» **Items from a data source**
*** Begin section ***
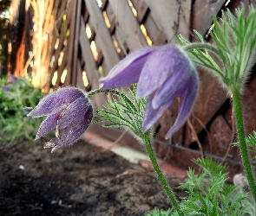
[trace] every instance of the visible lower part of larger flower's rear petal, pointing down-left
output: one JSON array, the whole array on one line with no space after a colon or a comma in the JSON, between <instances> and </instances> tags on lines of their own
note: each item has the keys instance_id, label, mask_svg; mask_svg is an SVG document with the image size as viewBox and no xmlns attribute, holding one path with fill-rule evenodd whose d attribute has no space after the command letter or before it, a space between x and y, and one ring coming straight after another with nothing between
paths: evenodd
<instances>
[{"instance_id":1,"label":"visible lower part of larger flower's rear petal, pointing down-left","mask_svg":"<svg viewBox=\"0 0 256 216\"><path fill-rule=\"evenodd\" d=\"M167 110L167 108L173 103L173 101L168 101L167 104L161 105L159 108L154 109L152 107L152 100L154 98L154 94L151 94L148 96L148 102L146 105L146 111L144 114L144 121L142 123L142 130L145 132L148 130L151 126L153 126L159 118L161 118L161 115L164 111Z\"/></svg>"}]
</instances>

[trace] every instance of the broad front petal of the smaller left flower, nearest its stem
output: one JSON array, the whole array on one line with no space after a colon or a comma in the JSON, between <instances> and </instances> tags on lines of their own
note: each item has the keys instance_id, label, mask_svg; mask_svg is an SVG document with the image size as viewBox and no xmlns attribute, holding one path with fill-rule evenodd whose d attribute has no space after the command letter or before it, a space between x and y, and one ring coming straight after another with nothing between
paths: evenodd
<instances>
[{"instance_id":1,"label":"broad front petal of the smaller left flower, nearest its stem","mask_svg":"<svg viewBox=\"0 0 256 216\"><path fill-rule=\"evenodd\" d=\"M58 119L59 130L66 127L72 127L82 121L85 113L91 106L89 99L84 96L75 99L64 111Z\"/></svg>"}]
</instances>

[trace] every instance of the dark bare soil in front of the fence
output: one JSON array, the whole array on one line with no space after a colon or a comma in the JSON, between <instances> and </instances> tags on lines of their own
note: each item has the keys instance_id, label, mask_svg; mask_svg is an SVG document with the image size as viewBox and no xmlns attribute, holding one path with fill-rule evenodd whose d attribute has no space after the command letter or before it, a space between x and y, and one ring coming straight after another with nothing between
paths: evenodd
<instances>
[{"instance_id":1,"label":"dark bare soil in front of the fence","mask_svg":"<svg viewBox=\"0 0 256 216\"><path fill-rule=\"evenodd\" d=\"M153 172L111 151L80 141L50 153L43 143L0 150L0 215L143 215L170 206Z\"/></svg>"}]
</instances>

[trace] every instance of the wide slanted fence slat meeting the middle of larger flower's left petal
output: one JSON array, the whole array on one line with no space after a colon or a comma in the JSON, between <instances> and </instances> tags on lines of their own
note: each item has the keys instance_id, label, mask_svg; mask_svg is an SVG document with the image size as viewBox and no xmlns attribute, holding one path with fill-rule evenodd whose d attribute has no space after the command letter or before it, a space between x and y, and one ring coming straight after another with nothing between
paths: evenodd
<instances>
[{"instance_id":1,"label":"wide slanted fence slat meeting the middle of larger flower's left petal","mask_svg":"<svg viewBox=\"0 0 256 216\"><path fill-rule=\"evenodd\" d=\"M109 0L109 3L115 11L115 17L117 16L117 22L119 23L115 28L122 29L122 32L126 36L129 50L135 51L141 47L148 47L148 43L141 32L139 23L133 15L128 2L126 0Z\"/></svg>"}]
</instances>

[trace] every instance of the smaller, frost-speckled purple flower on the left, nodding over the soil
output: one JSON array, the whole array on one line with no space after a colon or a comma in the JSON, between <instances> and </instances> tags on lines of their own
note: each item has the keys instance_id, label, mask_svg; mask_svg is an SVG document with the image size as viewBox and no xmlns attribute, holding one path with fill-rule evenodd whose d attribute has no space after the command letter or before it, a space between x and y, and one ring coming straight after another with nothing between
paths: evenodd
<instances>
[{"instance_id":1,"label":"smaller, frost-speckled purple flower on the left, nodding over the soil","mask_svg":"<svg viewBox=\"0 0 256 216\"><path fill-rule=\"evenodd\" d=\"M56 130L56 138L45 143L52 151L75 143L88 129L93 118L89 98L75 87L62 88L40 100L28 114L31 118L47 116L40 125L36 139Z\"/></svg>"}]
</instances>

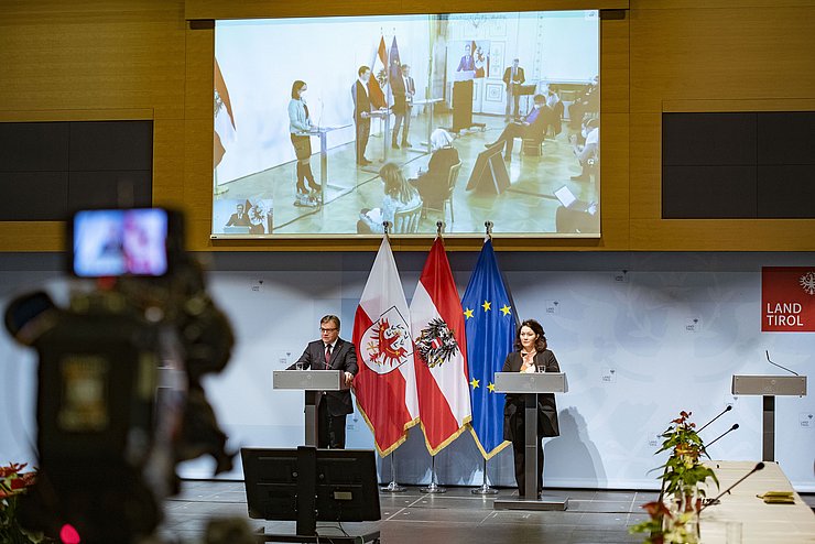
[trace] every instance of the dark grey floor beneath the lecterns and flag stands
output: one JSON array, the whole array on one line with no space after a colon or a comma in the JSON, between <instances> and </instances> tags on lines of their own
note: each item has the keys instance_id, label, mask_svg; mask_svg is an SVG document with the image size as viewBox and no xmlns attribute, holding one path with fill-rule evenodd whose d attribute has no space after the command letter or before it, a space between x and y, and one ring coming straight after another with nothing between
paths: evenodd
*** End section ***
» **What is expected**
Set each line of the records down exactly, leaving every picture out.

» **Your solution**
[trace] every instance of the visible lower part of larger flower's rear petal, pointing down-left
output: one JSON array, the whole array on one line with no space after a colon or a comma in the JSON, between <instances> and </instances> tags on lines of their own
note: each item has the keys instance_id, label, mask_svg; mask_svg is an SVG document with the image size as viewBox and no xmlns attribute, holding one path with fill-rule evenodd whose d attribute has no space after the command letter or before it, a space between x and y, and one ring coming straight after another with nothing between
paths: evenodd
<instances>
[{"instance_id":1,"label":"visible lower part of larger flower's rear petal, pointing down-left","mask_svg":"<svg viewBox=\"0 0 256 216\"><path fill-rule=\"evenodd\" d=\"M167 110L167 108L173 103L173 101L168 101L167 104L161 105L159 108L154 109L152 107L152 100L154 98L154 94L151 94L148 96L148 102L146 105L146 111L144 114L144 121L142 123L142 130L145 132L148 130L151 126L153 126L159 118L161 118L161 115L164 111Z\"/></svg>"}]
</instances>

[trace] every instance of the broad front petal of the smaller left flower, nearest its stem
output: one JSON array, the whole array on one line with no space after a colon or a comma in the JSON, between <instances> and </instances> tags on lines of their own
note: each item has the keys instance_id, label, mask_svg; mask_svg is an SVG document with the image size as viewBox and no xmlns attribute, holding one path with fill-rule evenodd whose d attribute has no space after the command letter or before it, a space between x and y, and one ring coming straight after another with nothing between
paths: evenodd
<instances>
[{"instance_id":1,"label":"broad front petal of the smaller left flower, nearest its stem","mask_svg":"<svg viewBox=\"0 0 256 216\"><path fill-rule=\"evenodd\" d=\"M58 119L59 130L66 127L72 127L82 121L85 113L91 106L89 99L84 96L75 99L64 111Z\"/></svg>"}]
</instances>

[trace] every instance of the dark bare soil in front of the fence
output: one JSON array, the whole array on one line with no space after a colon or a comma in the JSON, between <instances> and </instances> tags on lines of their own
note: each item has the keys instance_id, label, mask_svg; mask_svg is an SVG document with the image size as viewBox and no xmlns attribute, holding one path with fill-rule evenodd whose d attribute has no space after the command letter or before it, a space between x and y, and one ring coming straight after another with nothing between
paths: evenodd
<instances>
[{"instance_id":1,"label":"dark bare soil in front of the fence","mask_svg":"<svg viewBox=\"0 0 256 216\"><path fill-rule=\"evenodd\" d=\"M153 172L111 151L80 141L50 153L43 143L0 150L0 215L143 215L170 206Z\"/></svg>"}]
</instances>

[trace] every instance of the wide slanted fence slat meeting the middle of larger flower's left petal
output: one JSON array, the whole array on one line with no space after a colon or a comma in the JSON, between <instances> and </instances> tags on lines of their own
note: each item has the keys instance_id, label, mask_svg; mask_svg is an SVG document with the image size as viewBox and no xmlns attribute, holding one path with fill-rule evenodd whose d attribute has no space after the command letter or before it, a space between x and y, and one ring coming straight after another with nothing between
paths: evenodd
<instances>
[{"instance_id":1,"label":"wide slanted fence slat meeting the middle of larger flower's left petal","mask_svg":"<svg viewBox=\"0 0 256 216\"><path fill-rule=\"evenodd\" d=\"M109 0L109 3L115 11L115 17L117 16L117 22L119 23L115 28L122 29L122 32L126 36L129 50L135 51L141 47L148 47L148 43L141 32L139 23L133 15L128 2L126 0Z\"/></svg>"}]
</instances>

[trace] every instance of the smaller, frost-speckled purple flower on the left, nodding over the soil
output: one JSON array, the whole array on one line with no space after a colon or a comma in the JSON, between <instances> and </instances> tags on lines of their own
note: each item has the keys instance_id, label, mask_svg; mask_svg is an SVG document with the image size as viewBox and no xmlns attribute, holding one path with fill-rule evenodd whose d attribute has no space after the command letter or before it, a space between x and y, and one ring coming straight after another with nothing between
paths: evenodd
<instances>
[{"instance_id":1,"label":"smaller, frost-speckled purple flower on the left, nodding over the soil","mask_svg":"<svg viewBox=\"0 0 256 216\"><path fill-rule=\"evenodd\" d=\"M56 130L56 138L45 143L52 151L75 143L88 129L93 118L89 98L75 87L62 88L40 100L28 114L31 118L47 116L40 125L36 139Z\"/></svg>"}]
</instances>

[trace] every instance of the dark grey floor beneath the lecterns and flag stands
output: one JSON array, the whole array on one line with no space after a colon or a comma in the JSON, between <instances> and </instances> tags on lines of their own
note: each item has the keys instance_id, label, mask_svg; mask_svg is an SVG document with the image size as viewBox and no xmlns attribute, holding one path with fill-rule evenodd whose d attribute has no space after the command letter or before it, a space between x and y, and one ring coming straight after another with nothing between
paths: evenodd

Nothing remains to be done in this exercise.